● **Problem to solve**: Every line of the material below must be repeated exactly.

= = =

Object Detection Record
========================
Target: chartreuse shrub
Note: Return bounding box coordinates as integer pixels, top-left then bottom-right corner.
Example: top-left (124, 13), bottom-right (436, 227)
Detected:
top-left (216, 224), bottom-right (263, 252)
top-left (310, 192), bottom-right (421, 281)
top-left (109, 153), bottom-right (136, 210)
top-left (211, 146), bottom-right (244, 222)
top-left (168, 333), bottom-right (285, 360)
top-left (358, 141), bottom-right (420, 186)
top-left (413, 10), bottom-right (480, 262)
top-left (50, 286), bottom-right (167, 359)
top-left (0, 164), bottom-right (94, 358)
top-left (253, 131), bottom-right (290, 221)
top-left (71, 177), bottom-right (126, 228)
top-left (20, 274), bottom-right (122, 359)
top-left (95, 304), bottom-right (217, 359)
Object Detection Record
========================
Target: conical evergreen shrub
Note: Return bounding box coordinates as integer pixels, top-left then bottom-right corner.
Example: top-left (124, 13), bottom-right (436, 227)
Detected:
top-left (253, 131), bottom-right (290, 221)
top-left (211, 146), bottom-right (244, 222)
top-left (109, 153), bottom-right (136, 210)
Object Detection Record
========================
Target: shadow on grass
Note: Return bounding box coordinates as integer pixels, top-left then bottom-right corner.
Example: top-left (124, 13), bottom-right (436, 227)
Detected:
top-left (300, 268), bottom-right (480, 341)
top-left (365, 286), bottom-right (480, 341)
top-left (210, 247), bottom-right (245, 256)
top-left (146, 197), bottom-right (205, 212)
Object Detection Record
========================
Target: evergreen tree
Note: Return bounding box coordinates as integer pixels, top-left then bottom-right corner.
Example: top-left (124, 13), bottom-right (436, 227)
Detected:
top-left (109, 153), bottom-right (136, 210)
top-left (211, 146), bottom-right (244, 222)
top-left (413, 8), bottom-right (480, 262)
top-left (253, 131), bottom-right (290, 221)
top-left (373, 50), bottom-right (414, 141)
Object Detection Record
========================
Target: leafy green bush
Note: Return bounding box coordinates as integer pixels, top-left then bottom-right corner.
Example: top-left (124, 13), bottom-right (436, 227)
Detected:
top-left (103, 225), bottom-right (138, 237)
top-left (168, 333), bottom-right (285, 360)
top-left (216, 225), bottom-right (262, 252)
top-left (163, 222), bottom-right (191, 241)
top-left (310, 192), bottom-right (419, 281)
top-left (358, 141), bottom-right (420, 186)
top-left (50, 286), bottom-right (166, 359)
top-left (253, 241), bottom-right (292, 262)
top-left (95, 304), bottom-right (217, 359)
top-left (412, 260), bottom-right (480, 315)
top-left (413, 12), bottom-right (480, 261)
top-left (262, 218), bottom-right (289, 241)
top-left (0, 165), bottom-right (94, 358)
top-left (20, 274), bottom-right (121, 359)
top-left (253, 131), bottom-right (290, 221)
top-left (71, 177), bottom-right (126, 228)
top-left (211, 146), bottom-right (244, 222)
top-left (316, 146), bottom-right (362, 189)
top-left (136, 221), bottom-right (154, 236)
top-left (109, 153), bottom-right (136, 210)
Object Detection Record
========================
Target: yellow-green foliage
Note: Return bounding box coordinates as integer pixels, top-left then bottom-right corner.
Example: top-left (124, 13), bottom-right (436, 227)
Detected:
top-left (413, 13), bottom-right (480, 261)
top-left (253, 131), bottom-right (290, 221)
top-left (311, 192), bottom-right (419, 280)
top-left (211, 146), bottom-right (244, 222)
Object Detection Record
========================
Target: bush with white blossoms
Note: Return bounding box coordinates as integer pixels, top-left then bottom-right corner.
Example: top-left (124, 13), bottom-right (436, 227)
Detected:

= = =

● **Output for this exercise**:
Object Detection Record
========================
Target: chartreuse shrub
Note: Return bounding box coordinates as integer pixels, top-left then bottom-right corner.
Example: top-left (124, 13), bottom-right (436, 227)
Detected:
top-left (216, 224), bottom-right (263, 252)
top-left (310, 192), bottom-right (421, 281)
top-left (109, 153), bottom-right (136, 210)
top-left (211, 146), bottom-right (244, 222)
top-left (168, 333), bottom-right (285, 360)
top-left (358, 141), bottom-right (420, 186)
top-left (413, 10), bottom-right (480, 262)
top-left (50, 286), bottom-right (167, 359)
top-left (0, 164), bottom-right (94, 358)
top-left (253, 131), bottom-right (290, 221)
top-left (71, 177), bottom-right (126, 228)
top-left (20, 274), bottom-right (122, 359)
top-left (95, 304), bottom-right (217, 359)
Object Detection Record
========================
Target: conical evergreen shrub
Note: Return bounding box coordinates as integer pixels, top-left then bottom-right corner.
Example: top-left (124, 13), bottom-right (436, 227)
Detected:
top-left (253, 131), bottom-right (290, 221)
top-left (211, 146), bottom-right (244, 222)
top-left (109, 153), bottom-right (136, 210)
Object Detection Record
========================
Target: shadow on grass
Note: Return bounding box coordinates as integer pixels, top-left then bottom-right corner.
Example: top-left (124, 13), bottom-right (436, 227)
Detected:
top-left (300, 268), bottom-right (480, 341)
top-left (365, 286), bottom-right (480, 341)
top-left (210, 247), bottom-right (245, 256)
top-left (146, 197), bottom-right (205, 212)
Object Detection Record
========================
Target: evergreen tree
Note: Return bounding box coordinates as integer pixels, top-left then bottom-right corner.
Example: top-left (124, 13), bottom-right (436, 227)
Detected:
top-left (109, 153), bottom-right (136, 210)
top-left (211, 146), bottom-right (244, 222)
top-left (413, 8), bottom-right (480, 262)
top-left (253, 131), bottom-right (290, 221)
top-left (373, 50), bottom-right (414, 141)
Object Detection Record
========================
Target: leafy green bush
Note: Return bounding box coordinates as integer pixels, top-left then bottom-right corner.
Example: top-left (124, 13), bottom-right (436, 227)
Detected:
top-left (103, 225), bottom-right (138, 237)
top-left (168, 333), bottom-right (285, 360)
top-left (216, 225), bottom-right (262, 252)
top-left (163, 222), bottom-right (191, 241)
top-left (310, 192), bottom-right (419, 281)
top-left (358, 141), bottom-right (420, 186)
top-left (50, 286), bottom-right (166, 359)
top-left (253, 241), bottom-right (292, 262)
top-left (95, 304), bottom-right (217, 359)
top-left (412, 260), bottom-right (480, 315)
top-left (413, 12), bottom-right (480, 261)
top-left (262, 218), bottom-right (289, 241)
top-left (0, 165), bottom-right (94, 358)
top-left (20, 274), bottom-right (121, 359)
top-left (253, 131), bottom-right (290, 221)
top-left (71, 177), bottom-right (126, 228)
top-left (211, 146), bottom-right (244, 222)
top-left (316, 146), bottom-right (362, 189)
top-left (136, 221), bottom-right (154, 236)
top-left (109, 153), bottom-right (136, 210)
Object Detection Record
========================
Target: yellow-green foliage
Note: Return bounding box coordinates as integer pixels, top-left then bottom-right corner.
Example: top-left (124, 13), bottom-right (436, 227)
Detected:
top-left (413, 13), bottom-right (480, 261)
top-left (253, 131), bottom-right (290, 221)
top-left (311, 192), bottom-right (419, 280)
top-left (211, 146), bottom-right (244, 222)
Object Detection Record
========================
Target: bush with white blossoms
Note: Return bounding box coordinates as integer pixels, top-left then bottom-right corner.
Example: top-left (124, 13), bottom-right (436, 227)
Detected:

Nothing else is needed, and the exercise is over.